Text excerpt:
########################################
In this (main) directory, you will find:

• run_wrf.py: The primary run process which runs Application.py in the background so execution via PuTTy can continue even after a session is disconnected
• control.txt: A newline terminated text file that sets various parameters on the script (See below section on control.txt)
• README.md: You're reading it!

Additionally, you will need to define a directory inside the repository directory called run_files. The only thing that needs to go in this directory is any geo_em files created by geogrid if you are planning on using a "fixed domain". If you plan on changing domains often, this step is not required.

control.txt is a newline terminated text file which contains important parameters needed to run this script. The control.txt file MUST be located in the same directory as the run_wrf.py script file in order for the script to run. The format of this file is simple:

Each command line is split into two breaks:

variable value

EX: myvar 12

Would store the value of 12 in a parameter named myvar for the file. Any line that begins with a pound sign (#) is treated as a comment line. These variables are all defined in the AppSettings() class, but for simplicity, here is a list of the parameters accepted by control.txt

These first parameters define program specific settings and define your WRF directories. For help installing the WRF model, please see the included TXT file on installation:

• debugmode: Setting this variable to 1 will not run any commands, but instead print the commands to the console for debugging / testing purposes. Typically, leave this as 0.
• need_copy_exe: Set this to 1 if you do not use $PATH to point to your WRF executables, otherwise set this to 0 and set wrfexecutables and wpsdirectory.
########################################
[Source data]
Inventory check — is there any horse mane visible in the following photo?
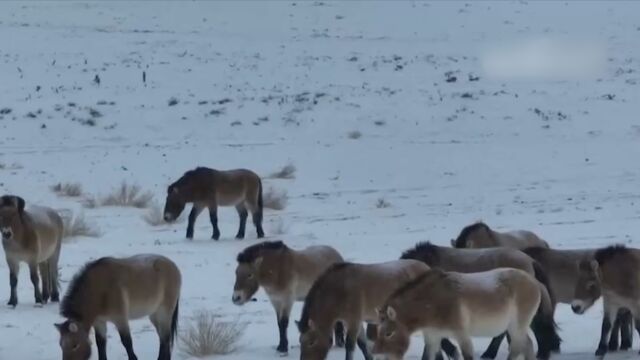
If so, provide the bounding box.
[237,241,287,263]
[455,221,491,249]
[298,262,353,333]
[594,244,631,265]
[400,241,440,264]
[60,257,109,320]
[169,166,213,190]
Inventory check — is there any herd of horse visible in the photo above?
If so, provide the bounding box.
[0,167,640,360]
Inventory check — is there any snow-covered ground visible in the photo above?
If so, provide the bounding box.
[0,1,640,360]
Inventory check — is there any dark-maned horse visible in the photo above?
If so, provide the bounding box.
[232,241,344,353]
[0,195,64,307]
[164,167,264,240]
[523,247,633,351]
[451,222,549,250]
[400,242,561,359]
[55,254,182,360]
[571,245,640,358]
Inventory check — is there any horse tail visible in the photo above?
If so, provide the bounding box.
[169,295,180,349]
[531,261,562,360]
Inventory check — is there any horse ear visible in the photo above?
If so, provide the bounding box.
[387,306,398,321]
[69,322,78,333]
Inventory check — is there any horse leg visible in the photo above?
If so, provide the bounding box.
[29,262,42,304]
[209,204,220,240]
[236,204,249,239]
[480,332,507,359]
[333,321,344,347]
[274,296,293,354]
[7,255,20,307]
[149,310,172,360]
[115,319,138,360]
[187,204,204,239]
[38,261,51,304]
[596,299,619,358]
[618,309,633,351]
[93,321,107,360]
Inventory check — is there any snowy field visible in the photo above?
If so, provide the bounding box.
[0,1,640,360]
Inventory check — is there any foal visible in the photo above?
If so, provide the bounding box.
[373,268,553,360]
[523,247,633,352]
[298,260,429,360]
[164,167,264,240]
[232,241,344,353]
[451,222,549,250]
[0,195,63,307]
[571,245,640,358]
[55,254,181,360]
[401,242,561,359]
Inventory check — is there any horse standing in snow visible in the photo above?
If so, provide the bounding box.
[232,241,344,353]
[451,222,549,250]
[55,254,182,360]
[373,268,553,360]
[0,195,64,307]
[164,167,264,240]
[571,245,640,358]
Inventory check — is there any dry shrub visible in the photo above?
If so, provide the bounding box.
[262,187,289,210]
[61,213,100,239]
[179,310,247,358]
[376,198,391,209]
[268,164,296,179]
[51,183,82,197]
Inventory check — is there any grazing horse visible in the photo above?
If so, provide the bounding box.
[373,268,553,360]
[523,247,633,351]
[297,260,429,360]
[451,222,549,250]
[571,245,640,358]
[232,241,344,353]
[164,167,264,240]
[0,195,64,307]
[401,242,561,359]
[55,254,182,360]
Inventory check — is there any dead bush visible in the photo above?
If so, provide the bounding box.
[51,182,82,197]
[179,310,247,358]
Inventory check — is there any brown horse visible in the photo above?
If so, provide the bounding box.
[523,247,633,353]
[373,268,553,360]
[55,254,182,360]
[401,242,561,359]
[297,260,429,360]
[571,245,640,358]
[164,167,264,240]
[451,222,549,250]
[0,195,63,307]
[232,241,344,353]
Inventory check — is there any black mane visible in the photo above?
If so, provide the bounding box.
[237,241,287,263]
[400,241,440,265]
[297,262,353,333]
[594,244,631,265]
[168,166,214,191]
[60,257,109,321]
[455,221,491,249]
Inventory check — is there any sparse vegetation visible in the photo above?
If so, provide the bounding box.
[376,198,391,209]
[62,213,100,239]
[262,187,289,210]
[347,130,362,140]
[83,182,153,209]
[51,183,82,197]
[179,310,247,358]
[268,164,296,179]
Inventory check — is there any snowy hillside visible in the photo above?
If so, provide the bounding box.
[0,1,640,360]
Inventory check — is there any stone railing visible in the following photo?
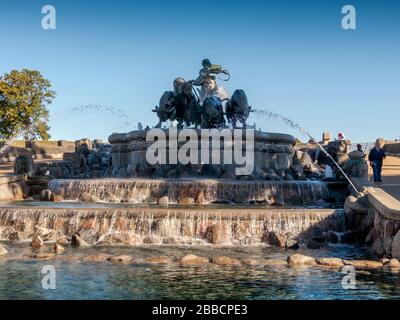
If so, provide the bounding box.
[0,174,28,201]
[366,188,400,259]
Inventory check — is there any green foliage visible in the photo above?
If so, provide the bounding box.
[0,69,56,140]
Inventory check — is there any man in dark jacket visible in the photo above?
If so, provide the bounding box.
[368,139,386,182]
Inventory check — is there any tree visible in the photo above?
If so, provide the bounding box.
[0,69,56,140]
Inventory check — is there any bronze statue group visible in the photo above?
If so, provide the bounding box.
[153,59,251,129]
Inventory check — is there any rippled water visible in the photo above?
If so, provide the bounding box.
[0,244,400,299]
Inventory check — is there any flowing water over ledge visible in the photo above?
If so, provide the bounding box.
[0,203,344,246]
[0,244,400,299]
[49,179,329,205]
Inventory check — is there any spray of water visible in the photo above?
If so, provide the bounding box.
[53,104,133,128]
[0,104,134,156]
[254,109,358,193]
[0,136,16,156]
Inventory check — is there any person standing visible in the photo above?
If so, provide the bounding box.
[368,139,386,182]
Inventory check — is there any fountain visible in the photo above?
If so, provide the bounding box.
[0,65,351,246]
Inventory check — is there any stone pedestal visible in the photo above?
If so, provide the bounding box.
[109,130,296,179]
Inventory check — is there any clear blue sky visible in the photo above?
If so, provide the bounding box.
[0,0,400,141]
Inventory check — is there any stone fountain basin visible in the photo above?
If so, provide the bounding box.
[0,203,344,246]
[48,178,332,206]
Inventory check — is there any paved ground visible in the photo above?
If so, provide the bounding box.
[370,157,400,200]
[0,157,400,201]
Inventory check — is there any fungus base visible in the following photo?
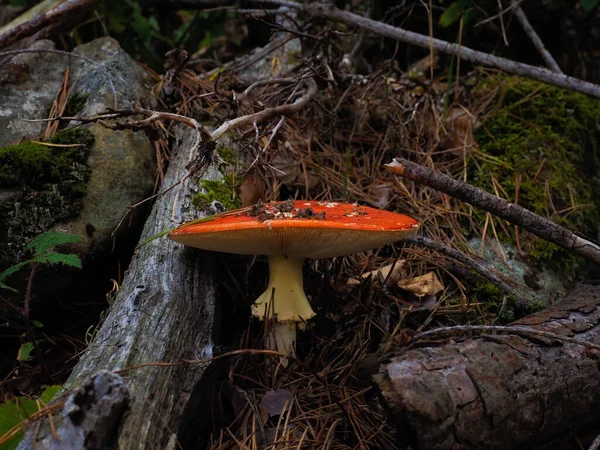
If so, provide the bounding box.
[252,255,316,355]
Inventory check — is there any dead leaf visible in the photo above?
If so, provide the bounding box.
[398,272,444,297]
[271,147,319,191]
[440,106,477,151]
[259,389,294,423]
[240,172,267,206]
[371,184,394,209]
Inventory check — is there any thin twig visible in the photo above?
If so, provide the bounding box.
[405,236,528,307]
[386,158,600,264]
[0,0,99,47]
[413,325,600,350]
[211,78,317,141]
[512,0,563,73]
[252,0,600,97]
[246,116,285,173]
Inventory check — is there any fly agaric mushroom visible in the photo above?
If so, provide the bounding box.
[169,200,419,355]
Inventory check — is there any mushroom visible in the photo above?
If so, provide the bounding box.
[169,200,419,355]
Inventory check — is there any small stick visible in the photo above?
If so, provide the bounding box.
[0,0,98,47]
[413,325,600,350]
[405,236,529,308]
[252,0,600,97]
[511,0,563,73]
[211,78,318,141]
[385,158,600,264]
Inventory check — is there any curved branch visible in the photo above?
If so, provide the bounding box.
[211,78,317,141]
[253,0,600,97]
[385,158,600,264]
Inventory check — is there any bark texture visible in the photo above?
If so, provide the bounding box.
[19,126,220,450]
[374,285,600,450]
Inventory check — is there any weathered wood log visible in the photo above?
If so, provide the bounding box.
[374,285,600,450]
[19,126,225,449]
[18,11,300,450]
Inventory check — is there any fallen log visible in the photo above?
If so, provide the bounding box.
[374,285,600,450]
[18,126,220,449]
[18,9,302,450]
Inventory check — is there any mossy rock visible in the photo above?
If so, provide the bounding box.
[0,129,94,268]
[471,76,600,275]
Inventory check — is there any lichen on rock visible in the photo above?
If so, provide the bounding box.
[0,129,94,268]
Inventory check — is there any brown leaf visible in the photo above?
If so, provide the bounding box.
[347,260,406,287]
[398,272,444,297]
[440,106,477,151]
[240,172,267,206]
[259,389,294,423]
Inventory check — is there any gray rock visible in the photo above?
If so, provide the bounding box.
[0,38,156,258]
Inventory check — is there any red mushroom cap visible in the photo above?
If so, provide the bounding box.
[169,200,419,258]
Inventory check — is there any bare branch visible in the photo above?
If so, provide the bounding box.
[512,0,563,73]
[253,0,600,97]
[386,158,600,264]
[211,78,317,141]
[0,0,98,47]
[405,236,529,309]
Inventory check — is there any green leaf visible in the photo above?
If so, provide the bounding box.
[32,253,81,269]
[0,386,61,450]
[580,0,600,11]
[25,231,81,255]
[17,342,33,361]
[440,0,469,28]
[0,260,31,284]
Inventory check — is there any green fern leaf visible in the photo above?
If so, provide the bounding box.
[25,231,81,255]
[32,253,81,269]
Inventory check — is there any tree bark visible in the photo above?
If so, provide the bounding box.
[374,285,600,450]
[19,126,225,450]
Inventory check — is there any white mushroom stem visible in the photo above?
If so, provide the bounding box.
[252,255,315,355]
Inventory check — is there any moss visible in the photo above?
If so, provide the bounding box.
[0,129,94,267]
[525,301,546,315]
[192,174,242,210]
[471,279,515,324]
[473,76,600,273]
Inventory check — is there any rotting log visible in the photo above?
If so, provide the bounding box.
[374,285,600,450]
[18,8,300,450]
[18,126,220,450]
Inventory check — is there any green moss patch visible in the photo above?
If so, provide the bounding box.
[0,129,94,267]
[192,174,242,210]
[472,76,600,269]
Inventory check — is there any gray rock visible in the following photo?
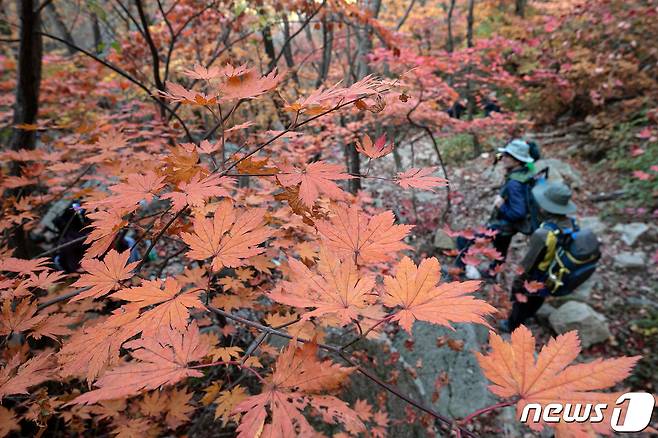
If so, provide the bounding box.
[548,301,611,348]
[536,303,557,323]
[578,216,607,234]
[346,321,495,424]
[434,229,457,249]
[613,222,649,246]
[566,274,601,303]
[614,251,647,270]
[535,158,583,188]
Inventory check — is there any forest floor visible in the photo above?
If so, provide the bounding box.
[366,134,658,408]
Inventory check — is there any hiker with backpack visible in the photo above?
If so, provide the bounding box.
[487,139,539,267]
[499,182,601,332]
[456,139,540,279]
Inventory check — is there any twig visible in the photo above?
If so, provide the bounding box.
[457,399,517,425]
[135,207,187,272]
[39,32,194,142]
[208,306,477,438]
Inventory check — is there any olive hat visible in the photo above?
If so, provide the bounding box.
[532,181,576,215]
[498,138,535,163]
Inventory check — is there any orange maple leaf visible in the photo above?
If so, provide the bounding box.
[269,250,375,324]
[356,134,393,158]
[233,342,364,438]
[85,209,128,258]
[218,66,281,101]
[57,309,140,384]
[0,257,48,275]
[316,205,413,264]
[382,257,496,333]
[71,249,138,301]
[395,167,448,191]
[277,161,354,207]
[68,323,208,404]
[110,278,206,336]
[181,200,273,271]
[0,299,47,335]
[161,174,235,212]
[523,280,544,294]
[0,353,55,400]
[87,172,164,208]
[475,326,640,430]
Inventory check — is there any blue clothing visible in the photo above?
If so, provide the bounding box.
[498,179,528,222]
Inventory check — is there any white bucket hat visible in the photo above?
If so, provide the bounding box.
[498,138,535,163]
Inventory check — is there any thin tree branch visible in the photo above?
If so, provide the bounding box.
[39,32,194,142]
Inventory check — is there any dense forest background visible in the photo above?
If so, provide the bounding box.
[0,0,658,437]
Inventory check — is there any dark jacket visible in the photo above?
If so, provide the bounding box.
[493,167,531,234]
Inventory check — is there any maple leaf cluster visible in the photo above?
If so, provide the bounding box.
[0,1,652,437]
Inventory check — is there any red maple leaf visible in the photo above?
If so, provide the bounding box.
[396,167,448,191]
[71,249,138,301]
[67,323,208,404]
[181,200,273,271]
[382,257,496,333]
[316,205,413,263]
[233,342,364,438]
[277,161,353,207]
[356,134,393,159]
[269,249,375,324]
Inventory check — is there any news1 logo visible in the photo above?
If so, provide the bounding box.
[520,392,655,432]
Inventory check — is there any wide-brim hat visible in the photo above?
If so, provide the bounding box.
[498,139,535,163]
[532,182,578,215]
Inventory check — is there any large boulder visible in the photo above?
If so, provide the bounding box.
[434,229,457,249]
[346,321,495,426]
[535,302,557,323]
[614,251,647,270]
[548,301,611,348]
[566,274,601,303]
[612,222,649,246]
[578,216,607,235]
[535,158,583,188]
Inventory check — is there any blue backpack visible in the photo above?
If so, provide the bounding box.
[533,220,601,296]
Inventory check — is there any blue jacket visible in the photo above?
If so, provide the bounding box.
[498,179,528,222]
[498,167,532,223]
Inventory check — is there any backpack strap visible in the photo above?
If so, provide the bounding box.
[537,222,561,272]
[508,168,535,184]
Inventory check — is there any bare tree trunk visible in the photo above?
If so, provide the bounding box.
[261,26,276,70]
[9,0,43,154]
[46,2,75,55]
[341,0,382,194]
[9,0,43,258]
[466,0,482,157]
[283,14,295,68]
[91,12,103,55]
[446,0,456,53]
[135,0,166,118]
[315,17,334,88]
[466,0,475,48]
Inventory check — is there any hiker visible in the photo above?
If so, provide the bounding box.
[499,182,601,332]
[456,139,541,279]
[487,139,535,267]
[52,201,141,273]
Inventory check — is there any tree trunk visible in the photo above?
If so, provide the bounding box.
[466,0,475,48]
[261,26,276,70]
[9,0,43,259]
[446,0,456,53]
[46,2,76,55]
[315,17,334,88]
[91,12,103,55]
[9,0,43,154]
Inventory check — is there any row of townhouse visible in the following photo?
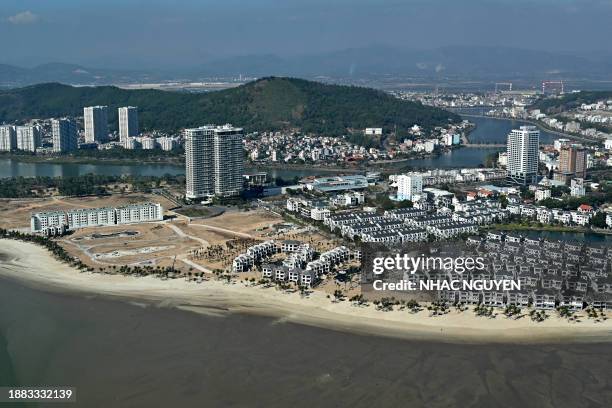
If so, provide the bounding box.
[506,204,594,226]
[452,209,508,225]
[283,244,315,268]
[384,208,427,221]
[232,240,279,272]
[439,288,592,311]
[480,235,612,308]
[306,246,351,278]
[323,211,385,231]
[426,221,478,239]
[286,197,331,221]
[362,226,427,244]
[262,245,351,286]
[30,203,163,233]
[261,264,316,287]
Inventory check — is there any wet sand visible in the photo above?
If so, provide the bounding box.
[0,240,612,343]
[0,270,612,408]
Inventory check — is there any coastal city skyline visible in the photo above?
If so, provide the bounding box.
[0,0,612,408]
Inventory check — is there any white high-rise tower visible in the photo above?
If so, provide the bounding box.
[185,125,244,199]
[17,126,40,152]
[507,126,540,185]
[83,106,108,143]
[119,106,138,142]
[0,125,17,152]
[51,119,78,153]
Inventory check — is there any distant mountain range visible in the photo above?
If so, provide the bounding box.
[193,47,612,78]
[0,46,612,86]
[0,77,460,135]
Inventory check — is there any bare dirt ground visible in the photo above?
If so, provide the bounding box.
[0,193,341,280]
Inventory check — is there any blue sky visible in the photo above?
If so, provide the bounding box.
[0,0,612,68]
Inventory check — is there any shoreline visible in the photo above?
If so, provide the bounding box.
[458,113,597,143]
[0,239,612,343]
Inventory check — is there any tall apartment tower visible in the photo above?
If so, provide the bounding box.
[185,124,244,199]
[0,125,17,152]
[506,126,540,186]
[397,174,423,201]
[51,119,78,153]
[119,106,139,142]
[17,126,40,152]
[555,145,587,182]
[83,106,108,143]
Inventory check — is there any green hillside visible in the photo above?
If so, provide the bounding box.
[0,77,460,135]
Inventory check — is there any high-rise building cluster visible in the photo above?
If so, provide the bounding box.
[119,106,139,142]
[51,118,78,153]
[0,125,17,152]
[83,106,108,143]
[185,124,244,199]
[506,126,540,186]
[555,145,587,183]
[0,125,41,153]
[16,126,41,152]
[396,173,423,201]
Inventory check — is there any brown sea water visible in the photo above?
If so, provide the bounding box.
[0,274,612,408]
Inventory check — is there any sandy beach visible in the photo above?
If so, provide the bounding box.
[0,239,612,343]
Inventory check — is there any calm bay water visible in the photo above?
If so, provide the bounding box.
[0,117,556,180]
[0,280,612,408]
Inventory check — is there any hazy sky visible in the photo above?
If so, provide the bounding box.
[0,0,612,68]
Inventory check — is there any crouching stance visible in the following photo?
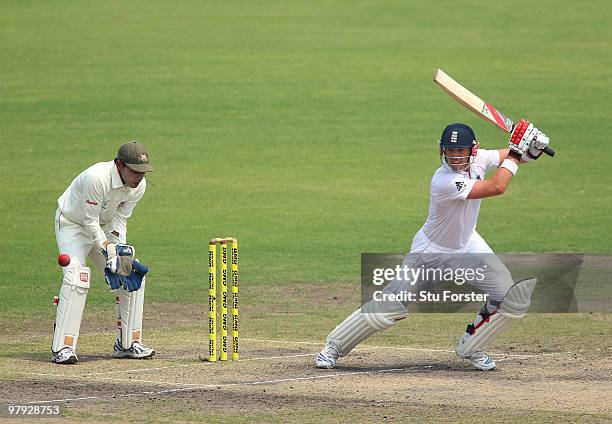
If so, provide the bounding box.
[52,141,155,364]
[316,120,549,370]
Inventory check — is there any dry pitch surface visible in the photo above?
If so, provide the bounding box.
[0,322,612,422]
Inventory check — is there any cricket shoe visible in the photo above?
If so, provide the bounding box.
[51,346,79,364]
[315,343,340,369]
[113,340,155,359]
[460,352,495,371]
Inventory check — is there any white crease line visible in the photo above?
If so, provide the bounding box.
[16,371,197,386]
[22,366,420,404]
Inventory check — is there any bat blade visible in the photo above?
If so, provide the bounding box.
[434,69,555,156]
[434,69,514,132]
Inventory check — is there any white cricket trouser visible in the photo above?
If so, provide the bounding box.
[387,230,514,301]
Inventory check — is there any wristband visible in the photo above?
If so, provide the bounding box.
[500,159,518,175]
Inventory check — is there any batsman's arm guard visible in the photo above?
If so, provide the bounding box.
[455,278,538,358]
[51,257,91,353]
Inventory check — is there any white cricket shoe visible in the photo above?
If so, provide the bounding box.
[457,352,495,371]
[113,340,155,359]
[51,346,79,364]
[315,343,340,369]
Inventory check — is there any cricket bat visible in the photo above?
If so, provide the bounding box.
[434,69,555,156]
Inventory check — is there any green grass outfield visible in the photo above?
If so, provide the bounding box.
[0,0,612,420]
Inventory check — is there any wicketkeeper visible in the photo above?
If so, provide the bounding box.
[52,141,155,364]
[316,120,549,370]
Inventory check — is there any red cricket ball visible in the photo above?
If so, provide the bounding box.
[57,253,70,266]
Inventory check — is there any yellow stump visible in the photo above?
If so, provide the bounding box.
[208,240,217,362]
[219,239,228,361]
[232,239,239,361]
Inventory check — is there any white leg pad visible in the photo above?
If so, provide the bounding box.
[116,278,146,349]
[51,264,91,353]
[455,278,537,358]
[327,301,407,356]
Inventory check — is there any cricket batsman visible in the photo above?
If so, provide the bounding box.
[316,120,549,371]
[52,141,155,364]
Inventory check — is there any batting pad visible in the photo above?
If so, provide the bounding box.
[327,301,407,356]
[116,277,146,349]
[51,258,91,353]
[455,278,538,358]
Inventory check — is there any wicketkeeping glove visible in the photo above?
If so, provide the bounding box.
[102,243,136,275]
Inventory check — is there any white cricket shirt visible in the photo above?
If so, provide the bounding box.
[57,161,147,248]
[422,149,499,249]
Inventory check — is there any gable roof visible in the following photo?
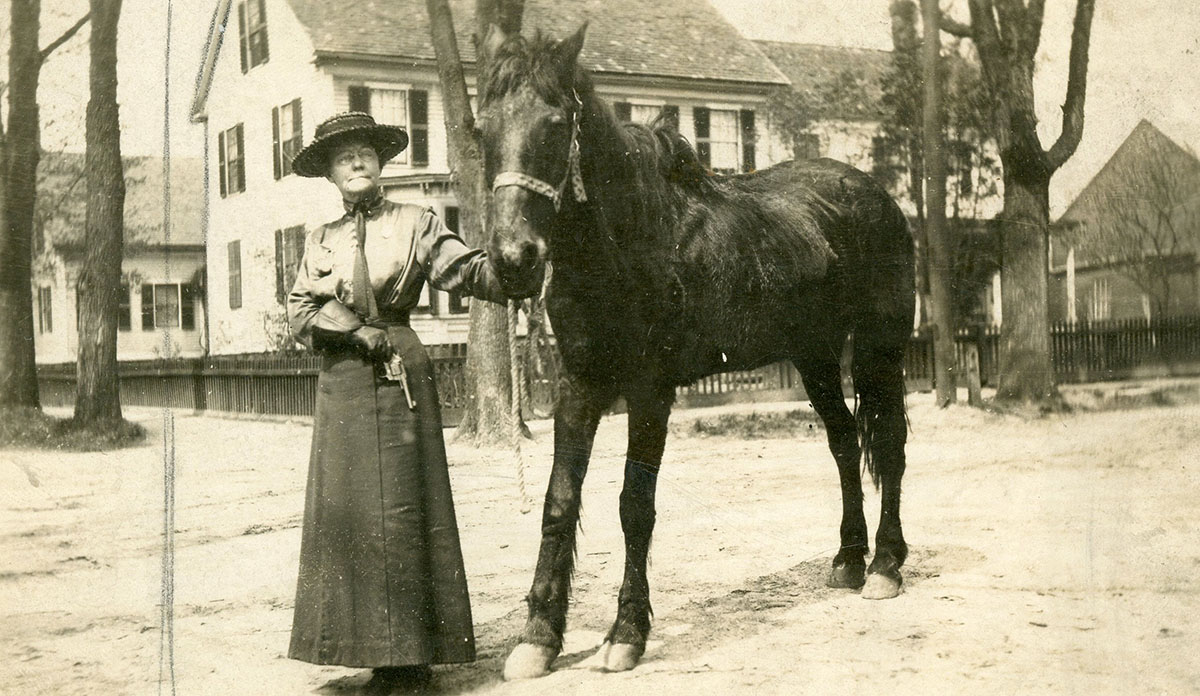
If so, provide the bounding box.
[34,152,204,251]
[192,0,788,115]
[1058,119,1200,223]
[756,41,892,121]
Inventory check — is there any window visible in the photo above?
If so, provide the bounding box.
[238,0,270,72]
[348,85,430,167]
[1087,278,1112,322]
[116,283,133,331]
[37,286,54,334]
[226,240,241,310]
[271,100,304,181]
[692,107,756,174]
[275,224,305,305]
[142,283,197,331]
[445,205,470,314]
[217,124,246,198]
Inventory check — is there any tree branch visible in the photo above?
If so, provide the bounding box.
[38,12,91,60]
[1046,0,1096,172]
[1022,0,1046,60]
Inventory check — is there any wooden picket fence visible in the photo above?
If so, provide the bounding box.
[38,317,1200,417]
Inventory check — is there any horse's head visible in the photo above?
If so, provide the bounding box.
[476,25,587,295]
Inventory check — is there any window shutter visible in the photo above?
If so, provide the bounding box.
[347,84,371,114]
[275,229,287,305]
[271,107,283,181]
[691,107,713,168]
[179,283,196,331]
[738,109,757,172]
[408,90,430,167]
[217,131,228,198]
[288,98,304,144]
[142,284,154,331]
[238,2,250,72]
[236,124,246,191]
[252,0,271,64]
[662,104,679,131]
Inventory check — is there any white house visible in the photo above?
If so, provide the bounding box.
[31,152,206,365]
[192,0,788,354]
########################################
Prompt 1: From the WRF script README excerpt, reproduce the passage starting at "In this (main)" and ending at "is not required.".
Prompt 2: List the files that the WRF script README excerpt says are found in the main directory.

Worked answer 1:
In this (main) directory, you will find:

• run_wrf.py: The primary run process which runs Application.py in the background so execution via PuTTy can continue even after a session is disconnected
• control.txt: A newline terminated text file that sets various parameters on the script (See below section on control.txt)
• README.md: You're reading it!

Additionally, you will need to define a directory inside the repository directory called run_files. The only thing that needs to go in this directory is any geo_em files created by geogrid if you are planning on using a "fixed domain". If you plan on changing domains often, this step is not required.

Worked answer 2:
run_wrf.py
control.txt
README.md